→ Description of the task: Convert the part of the entries that opens with the line containing "like x=296 y=16." and closes with the line containing "x=348 y=205", both included, into a Markdown table. Use the columns Row and Line, giving each line its row number and leaving out blank lines.

→ Listed entries:
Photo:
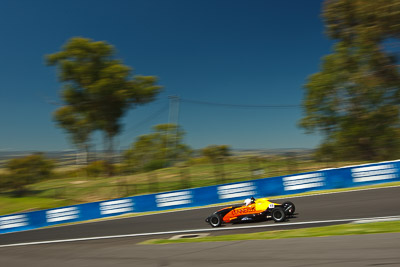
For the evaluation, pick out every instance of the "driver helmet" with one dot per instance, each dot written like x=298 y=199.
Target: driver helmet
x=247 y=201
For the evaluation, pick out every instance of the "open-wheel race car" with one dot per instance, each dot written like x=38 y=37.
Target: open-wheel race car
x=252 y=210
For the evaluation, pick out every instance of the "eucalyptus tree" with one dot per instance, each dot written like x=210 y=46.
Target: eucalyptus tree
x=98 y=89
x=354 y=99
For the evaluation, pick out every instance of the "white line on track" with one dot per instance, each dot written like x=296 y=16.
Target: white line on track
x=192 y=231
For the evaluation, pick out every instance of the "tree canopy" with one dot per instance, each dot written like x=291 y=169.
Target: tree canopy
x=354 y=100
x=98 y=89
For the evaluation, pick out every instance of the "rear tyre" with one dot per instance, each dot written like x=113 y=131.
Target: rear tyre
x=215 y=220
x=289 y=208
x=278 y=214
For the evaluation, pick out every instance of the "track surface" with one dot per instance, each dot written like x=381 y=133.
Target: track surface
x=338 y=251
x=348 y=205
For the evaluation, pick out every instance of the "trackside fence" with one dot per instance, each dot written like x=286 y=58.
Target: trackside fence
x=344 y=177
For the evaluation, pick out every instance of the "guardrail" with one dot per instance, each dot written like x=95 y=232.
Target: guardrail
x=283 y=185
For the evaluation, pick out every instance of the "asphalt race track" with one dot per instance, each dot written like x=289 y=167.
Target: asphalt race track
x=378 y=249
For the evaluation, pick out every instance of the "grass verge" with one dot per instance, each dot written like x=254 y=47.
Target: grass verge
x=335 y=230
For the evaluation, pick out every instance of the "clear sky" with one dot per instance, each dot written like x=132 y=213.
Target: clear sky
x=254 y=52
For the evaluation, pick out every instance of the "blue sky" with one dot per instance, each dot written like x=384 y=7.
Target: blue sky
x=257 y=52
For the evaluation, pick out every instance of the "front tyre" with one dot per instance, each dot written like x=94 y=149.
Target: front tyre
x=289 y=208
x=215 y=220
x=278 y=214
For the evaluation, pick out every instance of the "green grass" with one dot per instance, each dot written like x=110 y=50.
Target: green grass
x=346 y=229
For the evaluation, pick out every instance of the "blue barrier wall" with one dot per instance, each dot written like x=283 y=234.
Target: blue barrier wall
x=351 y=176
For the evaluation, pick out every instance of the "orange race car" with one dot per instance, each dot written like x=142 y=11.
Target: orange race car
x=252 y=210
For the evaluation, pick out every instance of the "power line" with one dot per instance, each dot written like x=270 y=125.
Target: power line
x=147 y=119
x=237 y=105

...

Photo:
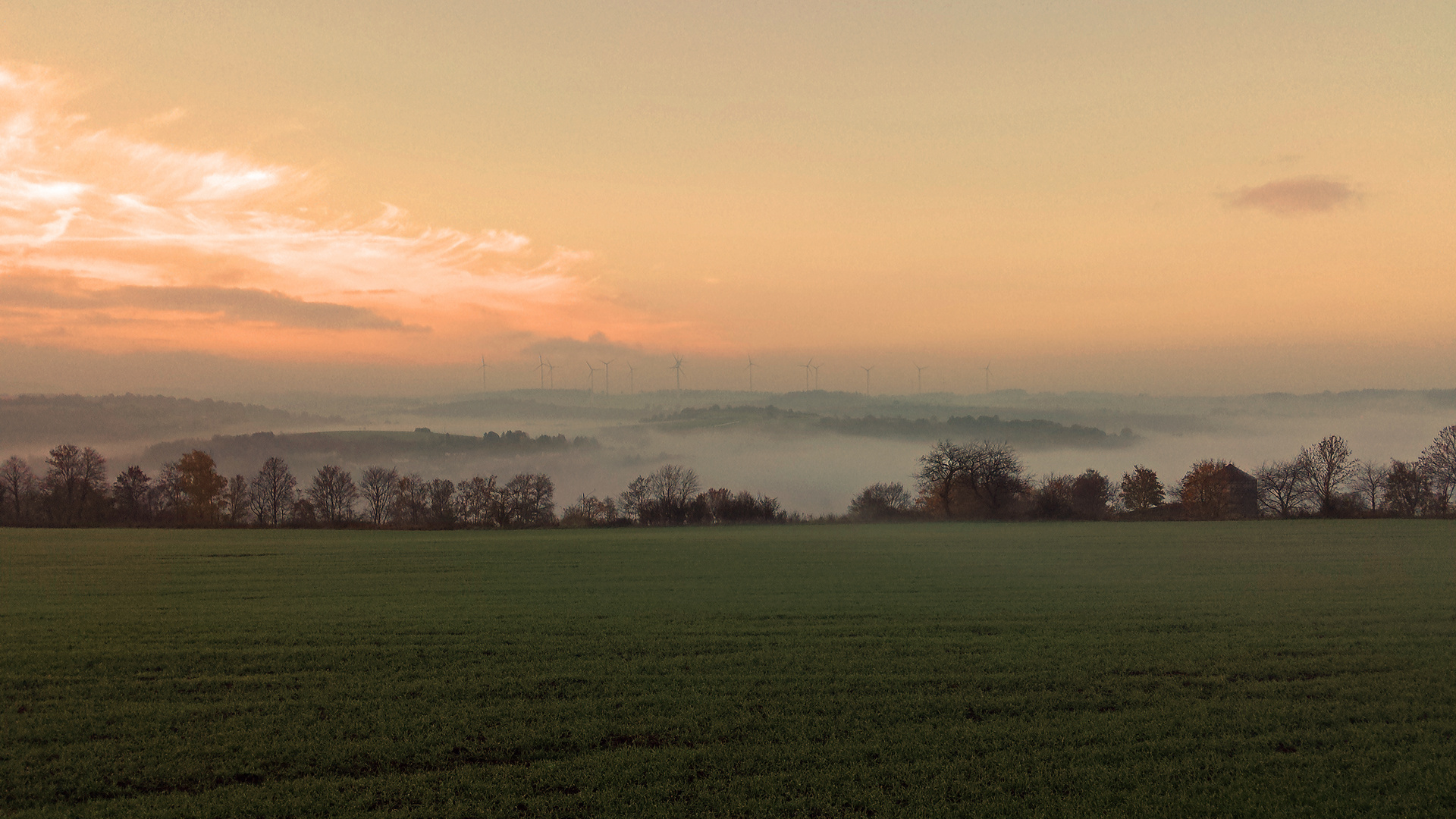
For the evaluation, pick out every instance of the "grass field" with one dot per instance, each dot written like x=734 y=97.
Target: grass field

→ Output below:
| Row | Line |
|---|---|
| 1 | For the evaluation, pick out every instance of the "white line on track" with one dot per instance, each dot written like x=296 y=16. |
| 2 | Target: white line on track |
| 3 | x=192 y=231 |
| 4 | For the evaluation, pick out every instance of the "tree canopy" with one dot per instance, each dot written like x=291 y=169. |
| 5 | Target: tree canopy |
| 6 | x=354 y=100 |
| 7 | x=98 y=89 |
| 8 | For the evaluation, pick out every instance of the "rear tyre" with one dot per instance, each dot written like x=113 y=131. |
| 9 | Target: rear tyre |
| 10 | x=215 y=220 |
| 11 | x=289 y=208 |
| 12 | x=278 y=214 |
| 13 | For the evaluation, pick out every instance of the "track surface" with one dot per instance, each dot written like x=381 y=133. |
| 14 | Target: track surface |
| 15 | x=338 y=251 |
| 16 | x=348 y=205 |